*Ejercicios*:
1 – Responde a estas preguntas sobre el fragmento del estado de alarma:
(a) ¿Qué finalidad legitima la actuación de los poderes públicos?
(b) ¿Por qué se deja para otra ocasión el examen de algunas medidas económicas?
(c) ¿A qué artículo de la Constitución apeló un alto cargo del Gobierno?
2 – Extrae del fragmento del estado de alarma el pasaje que va desde "Por no hablar" hasta "impide cualquier despotismo.", ambos incluidos.
3 – Continúa el fragmento del estado de alarma a partir de su última oración.

*Fragmento proporcionado*:
________________________

La protección de la salud es una finalidad que legitima la 
actuación de los poderes públicos, por supuesto, y más aún, es una 
obligación que les viene impuesta, pero ese objetivo solo puede llevarse
 a cabo a través de las reglas del Estado de derecho. Ambas obligaciones
 son, y deben ser, perfectamente compatibles. 
El confinamiento general, 
salvo determinadas excepciones, de las personas en sus domicilios ha 
sido, probablemente, una decisión necesaria para intentar atajar la 
pandemia, y debemos aceptarla y sufrirla resignadamente, pero siempre 
que se haya respetado escrupulosamente la forma que la Constitución 
exige, algo que, a mi juicio, no se ha hecho, por lo que acabo de decir.
Por no hablar de la escasa adecuación a la Constitución de algunas de
 las medidas económicas que al amparo del estado de alarma se están 
adoptando, cuyo examen habrá que dejarlo para otra ocasión, pues el 
espacio de un artículo de prensa es limitado. 
De todos modos, sí parece 
pertinente adelantar al menos que, frente al intento de un alto cargo 
del Gobierno de legitimar algunas de las medidas económicas y sociales 
adoptadas y que en el futuro pudieran adoptarse apelando a lo previsto 
en artículo 128 de la Constitución, hay que dejar bien claro que dicho 
precepto no dota de poderes omnímodos al Estado, ni siquiera en 
situaciones de excepción, por la sencilla razón de que está inserto en 
una Constitución democrática que impide cualquier despotismo.

________________________

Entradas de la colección

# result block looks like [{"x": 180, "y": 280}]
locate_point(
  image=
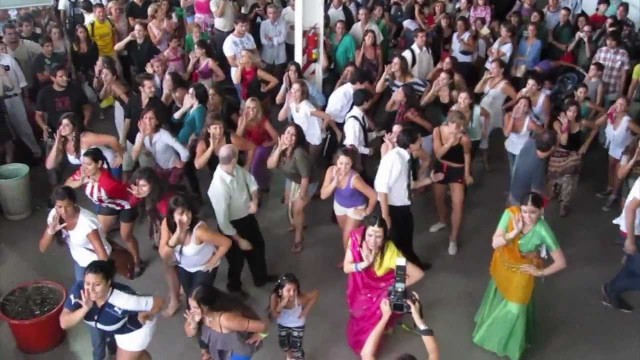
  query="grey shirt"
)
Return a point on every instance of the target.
[{"x": 528, "y": 172}]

________________________

*Respuestas esperadas*:
1 –
(a) La protección de la salud.
(b) Porque el espacio de un artículo de prensa es limitado.
(c) Al artículo 128.

2 –
Por no hablar de la escasa adecuación a la Constitución de algunas de
 las medidas económicas que al amparo del estado de alarma se están 
adoptando, cuyo examen habrá que dejarlo para otra ocasión, pues el 
espacio de un artículo de prensa es limitado. 
De todos modos, sí parece 
pertinente adelantar al menos que, frente al intento de un alto cargo 
del Gobierno de legitimar algunas de las medidas económicas y sociales 
adoptadas y que en el futuro pudieran adoptarse apelando a lo previsto 
en artículo 128 de la Constitución, hay que dejar bien claro que dicho 
precepto no dota de poderes omnímodos al Estado, ni siquiera en 
situaciones de excepción, por la sencilla razón de que está inserto en 
una Constitución democrática que impide cualquier despotismo.

3 –
La 
proclamación por aquel precepto de que “toda la riqueza del país en sus 
distintas formas y sea cual fuere su titularidad está subordinada al 
interés general” no puede entenderse ni aplicarse al margen de las demás
 prescripciones constitucionales que garantizan los derechos de los 
ciudadanos, la libertad de empresa en una economía de mercado, la 
seguridad jurídica y la proscripción de la arbitrariedad de los poderes 
públicos. 
Incluso en casos de emergencia nacional, nuestra Constitución 
pone límites al derecho de excepción, estableciendo, en su artículo 116,
 los supuestos habilitantes, las medidas a adoptar, sus límites y su 
control, político y jurisdiccional. 
Por ello, en España, las situaciones
 de excepción no permiten el establecimiento, para intentar resolverlas,
 de una dictadura constitucional, sino solo un reforzamiento de los 
poderes del Estado que no autoriza, sin embargo, la derogación completa 
de las garantías constitucionales.
La Constitución forma una unidad, y no cabe elegir a capricho 
cualquiera de sus partes, ya sean, por ejemplo, el artículo 116 o el 
artículo 128, desconociendo el resto. Del mismo modo que el Estado 
social, garantizado por la Constitución, no permite dejar sin garantías 
al Estado democrático, que es lo mismo que decir que la consecución de 
la igualdad no permite la abolición de la libertad, sino que obliga al 
equilibrio entre ambos valores.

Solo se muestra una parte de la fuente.